#### Source passage
>>>
As the baseball coach of Cobre High, which was the smallest triple-A school in New Mexico, Howie Morales led his team to four state championship games in nine years.
He told his players they could win a state title, no matter how many people discounted them, because they were always the poorest, the least publicized, the underdog. The Cobre Indians believed him. They won the state championship in 2008.
That also happened to be the year that Morales became a state senator and started building a reputation throughout New Mexico on the news pages as well as in the sports section. Morales served on the Senate Finance Committee that made painful cuts during the great recession to maintain balanced state budgets. With a doctorate in education, Morales also became one of the Legislature’s leaders on school policy.
Now Morales, of Silver City, is running for governor. Boyish-looking at 41, he is the youngest of five Democrats competing for the party’s nomination to oppose Republican Gov. Susana Martinez. She has five times as much money as all the Democratic candidates combined, but Morales says his mindset is the same as it was during his days coaching Cobre.
“I’ve never once believed this race wasn’t winnable,” he said one recent day in Santa Fe.
His obstacles are money and lack of name recognition. Morales ranks fourth in fundraising among the five Democratic candidates. A poll released in late March by Public Policy Polling showed Morales with 15 percent support, second among the five Democrats, but 19 points behind the leader, state Attorney General Gary King.
Morales says not only is Martinez beatable, but he is the candidate who matches up best against her. He said his personal drive, experience in government and Hispanic heritage are the ingredients to inspire Democrats and win over Republicans dissatisfied with the state’s path under Martinez.
Morales has waged numerous high-profile battles against the governor since she took office in 2011.
He was one of four legislators who sued Martinez’s administration after it ordered 10,000 foreign nationals with New Mexico driver’s licenses to appear in Albuquerque or Las Cruces to prove that they were residents of the state. A state district judge issued a permanent injunction against Martinez’s maneuver, begun as she waged a campaign to repeal a state law that enables people without proof of immigration status to obtain a New Mexico driver’s license.
<<<
#### Record excerpts
>>>
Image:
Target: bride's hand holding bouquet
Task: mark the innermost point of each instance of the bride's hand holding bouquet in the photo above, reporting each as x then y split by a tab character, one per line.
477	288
<<<
>>>
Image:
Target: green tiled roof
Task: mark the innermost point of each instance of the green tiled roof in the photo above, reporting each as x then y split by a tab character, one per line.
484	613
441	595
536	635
<<<
>>>
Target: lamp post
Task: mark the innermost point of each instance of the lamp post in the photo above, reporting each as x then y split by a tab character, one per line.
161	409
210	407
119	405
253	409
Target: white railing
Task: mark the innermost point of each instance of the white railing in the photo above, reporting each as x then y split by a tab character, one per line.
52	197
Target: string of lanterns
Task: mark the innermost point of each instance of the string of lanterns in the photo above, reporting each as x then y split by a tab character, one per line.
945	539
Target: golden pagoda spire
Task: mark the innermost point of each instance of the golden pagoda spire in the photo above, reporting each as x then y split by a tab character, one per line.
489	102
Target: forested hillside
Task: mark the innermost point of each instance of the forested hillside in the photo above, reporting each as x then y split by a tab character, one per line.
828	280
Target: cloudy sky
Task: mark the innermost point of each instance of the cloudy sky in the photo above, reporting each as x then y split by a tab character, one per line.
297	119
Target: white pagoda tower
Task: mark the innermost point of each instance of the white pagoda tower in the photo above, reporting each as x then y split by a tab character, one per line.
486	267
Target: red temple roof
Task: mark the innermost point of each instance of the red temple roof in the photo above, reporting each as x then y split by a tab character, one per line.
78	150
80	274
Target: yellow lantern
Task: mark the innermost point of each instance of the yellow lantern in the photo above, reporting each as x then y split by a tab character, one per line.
<<<
#### Written task 1
Reproduce, word for word, the part of the Howie Morales article that opens with the words containing "He told his" and closes with "championship in 2008.".
#### Written task 2
Extend the Howie Morales article past its final sentence, carrying it forward from that point.

#### Exercise response 1
He told his players they could win a state title, no matter how many people discounted them, because they were always the poorest, the least publicized, the underdog. The Cobre Indians believed him. They won the state championship in 2008.

#### Exercise response 2
Martinez said the residency checks exposed fraud caused by the licensing law. Morales countered that Martinez trampled the constitutional rights of U.S. citizens and many legal immigrants with driver’s licenses. One of them was his sister-in-law, who had been a lawful U.S. resident for 14 years.
He also was among lawmakers who sued Martinez’s education secretary-designate, Hanna Skandera, after she implemented a rule tying teacher evaluations to their students’ performances on standardized tests. Another gubernatorial candidate, Sen. Linda Lopez of Albuquerque, also was party to that suit.
The Legislature had declined to approve a bill for the teacher evaluation system Martinez wanted. Skandera forged ahead anyway. “We can’t afford to wait,” she said.
Skandera won in the state Supreme Court and state District Court to keep the evaluation system in place. Another appeal is pending.
Even one of Martinez’s proudest accomplishments — legislation assigning grades of A, B, C, D or F to the state’s 830 public schools — has been challenged by Morales.
He says the grading system is volatile and inaccurate. Morales in 2013 persuaded the Legislature to approve his reform bill to fine-tune the formula while keeping the A-F grades. Martinez vetoed it.
Morales initially opposed the A-F grading system, one of 10 senators who voted against it in 2011.
He has connected with teachers, who could be an important voting bloc in the primary and general elections. The American Federation of Teachers has endorsed him, helping him move to the top position on the ballot with a win at the Democrats’ pre-primary convention.
Teachers still talk about Morales’ persistence on revising the school grading formula, and how his efforts led to a surprising admission by Martinez’s administration. One of her deputy education secretaries, Paul Aguilar, said the A-F grading system for schools was so convoluted that no more than five people in the state could understand it.
Morales grew up in Silver City, the oldest of four children. His father was a copper miner and his mother an educational assistant in schools.
“My dad didn’t graduate from high school, but he valued education,” Morales said.
Young Howie was a strong student and a gifted athlete. As a collegiate shortstop, he even drew a bit of interest from a scout with the Cleveland Indians. The scout suggested Morales, who had played for hometown Western New Mexico University, should transfer to a bigger school after Western dropped its baseball program in 1993, after Morales’ sophomore season.
But the additional cost of transferring was out of the question for Morales, who had academic scholarships at Western and was helping support his family as a shoe salesman at a local store.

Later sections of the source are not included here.